Return each line of the data below exactly, omitting any pictures.

++++ EXERCISE INPUTS

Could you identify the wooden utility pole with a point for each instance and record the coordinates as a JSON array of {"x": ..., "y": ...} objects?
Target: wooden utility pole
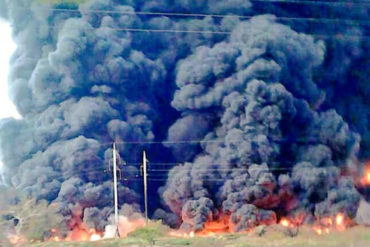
[
  {"x": 115, "y": 190},
  {"x": 145, "y": 186}
]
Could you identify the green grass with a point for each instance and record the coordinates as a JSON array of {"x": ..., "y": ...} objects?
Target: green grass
[{"x": 274, "y": 236}]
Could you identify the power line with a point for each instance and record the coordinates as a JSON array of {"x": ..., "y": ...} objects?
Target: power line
[
  {"x": 196, "y": 15},
  {"x": 336, "y": 36},
  {"x": 340, "y": 2}
]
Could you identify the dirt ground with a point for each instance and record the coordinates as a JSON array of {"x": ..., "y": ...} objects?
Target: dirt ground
[{"x": 273, "y": 236}]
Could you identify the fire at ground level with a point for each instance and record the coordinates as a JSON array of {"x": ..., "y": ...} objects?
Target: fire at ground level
[
  {"x": 330, "y": 231},
  {"x": 274, "y": 235}
]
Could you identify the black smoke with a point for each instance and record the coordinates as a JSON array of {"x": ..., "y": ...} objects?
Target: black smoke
[{"x": 258, "y": 92}]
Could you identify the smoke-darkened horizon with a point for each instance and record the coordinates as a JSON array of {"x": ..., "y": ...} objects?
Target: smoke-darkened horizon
[{"x": 277, "y": 98}]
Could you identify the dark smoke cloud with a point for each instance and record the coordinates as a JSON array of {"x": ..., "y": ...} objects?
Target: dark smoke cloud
[
  {"x": 262, "y": 99},
  {"x": 263, "y": 129}
]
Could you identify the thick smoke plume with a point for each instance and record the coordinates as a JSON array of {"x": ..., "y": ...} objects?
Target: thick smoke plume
[{"x": 276, "y": 136}]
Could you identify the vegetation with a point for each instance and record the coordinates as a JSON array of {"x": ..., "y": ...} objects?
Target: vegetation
[
  {"x": 26, "y": 217},
  {"x": 358, "y": 236}
]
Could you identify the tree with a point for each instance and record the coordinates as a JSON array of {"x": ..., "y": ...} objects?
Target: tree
[{"x": 29, "y": 218}]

++++++++

> _RESULT_:
Could you identify the wooden utility pole with a point for each instance and record the coordinates as a JSON array of {"x": ..., "y": ...} objects?
Target: wooden utility pole
[
  {"x": 115, "y": 190},
  {"x": 145, "y": 186}
]
Could you identify the green grass with a point for each instance and record the coordinates as a JSON array of {"x": ..., "y": ...} objects?
Target: green grass
[{"x": 274, "y": 236}]
Could you identify the power line with a point for each instance and record the coordinates as a JSON array of {"x": ..., "y": ...} objects?
Target: power line
[
  {"x": 196, "y": 15},
  {"x": 336, "y": 36},
  {"x": 340, "y": 2}
]
Could you identify the dirt ground with a point for each instance and record the coordinates as a JSON array of {"x": ..., "y": ...} objects?
Target: dirt ground
[{"x": 273, "y": 236}]
Could you identify the fire at ground level with a point for each instance and record the coordinates as a JSON array of {"x": ..., "y": ...} objects?
Target: fire at ground level
[
  {"x": 330, "y": 231},
  {"x": 274, "y": 235}
]
Could you identify the black smoke with a point for each instance and record the coordinates as a JSON array of {"x": ..., "y": ...} objects?
Target: black smoke
[{"x": 258, "y": 92}]
Could you identify the smoke-darkened horizon with a point for each instance and record the coordinates as a JSON array of {"x": ..., "y": ...} objects?
Target: smoke-darkened horizon
[{"x": 277, "y": 98}]
Could you identify the dark smoke cloud with a point for each instance and record the coordinates as a JSON array of {"x": ..., "y": ...} objects?
Target: dark smoke cloud
[
  {"x": 262, "y": 99},
  {"x": 263, "y": 129}
]
Could you identify the thick smoke plume with a point for each instance and record the coordinates as a JSON array of {"x": ..., "y": ...} objects?
Target: thick smoke plume
[{"x": 276, "y": 136}]
Could you identify the vegetation with a point for each instance and record the coordinates as a JSON array of {"x": ..., "y": ...} objects?
Target: vegetation
[
  {"x": 26, "y": 217},
  {"x": 358, "y": 236}
]
Could you identify the tree with a point for each instance and record the coordinates as a JSON array of {"x": ..., "y": ...} objects?
Target: tree
[{"x": 29, "y": 218}]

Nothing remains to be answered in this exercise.